- **GIVEN TEXT**:

»»

Postby bigdummy » 01 Mar 2012 16:51

I should add that from reading some recent books on craft Guilds, this kind of regional specialization was common in the Medieval period. In the 13th and 14th Centuries the best wool cloth was being made in Flanders (Bruges, Ghent, Ypres, Liege) and in some south-German towns like Augsburg, made largely from wool imported from England and Scotland, died using Alum imported by Venice, and with dyes from around the Levant and as far away as China. The Flemish cities became incredibly rich largely due to dominating the textile industry in the Middle Ages.

But by the 15th Century the English wool manufacturers were making their own wool of increasingly competitive quality, thus cutting out the middle-man, and the Flemish and German towns shifted to higher quality luxury niche, but British, Scottish, and Dutch towns began to edge them out of there as well.. So the German towns like Augsburg switched to Fustian and then Cotton weaving, and the Flemish and Rhineland towns switched to silk, leaving the English and the Dutch to dominate the wool industry which moved north and west.

The same thing happened to Venice with glass when they started to face competition from Bohemia in the 16th C, forcing the famous Venetian glass industry to focus on making glass beads and small mirrors for use in the Colonial export trade (like for buying Manhattan island :) ). The pattern of urban guilds competing with putting-out systems organized by Princes or Merchants was also common, this happened in the silk ribbon industry for example also to Venice when French Princes set up 'putting-out' businesses in the French countryside, and enacted tariffs against foreign imports. It also happened to Zurich clock-makers guild in the 17th Century.

««

- **WHAT THIS EXERCISE ASKS**:
1 - In the forum post on medieval textile specialization, copy word for word the stretch from "I should add" through "the Middle Ages.".
2 - Translate this sentence from the forum post on medieval textile specialization into Spanish: "The Flemish cities became incredibly rich largely due to dominating the textile industry in the Middle Ages."

- **STORED DATA**:
»»

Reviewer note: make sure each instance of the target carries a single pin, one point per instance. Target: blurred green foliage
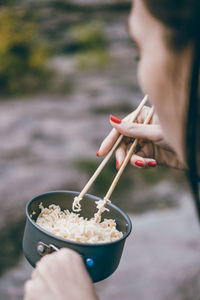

««

- **PER-TASK ANSWERS**:
1 -
I should add that from reading some recent books on craft Guilds, this kind of regional specialization was common in the Medieval period. In the 13th and 14th Centuries the best wool cloth was being made in Flanders (Bruges, Ghent, Ypres, Liege) and in some south-German towns like Augsburg, made largely from wool imported from England and Scotland, died using Alum imported by Venice, and with dyes from around the Levant and as far away as China. The Flemish cities became incredibly rich largely due to dominating the textile industry in the Middle Ages.

2 - Las ciudades flamencas se volvieron increíblemente ricas, en gran parte por dominar la industria textil en la Edad Media.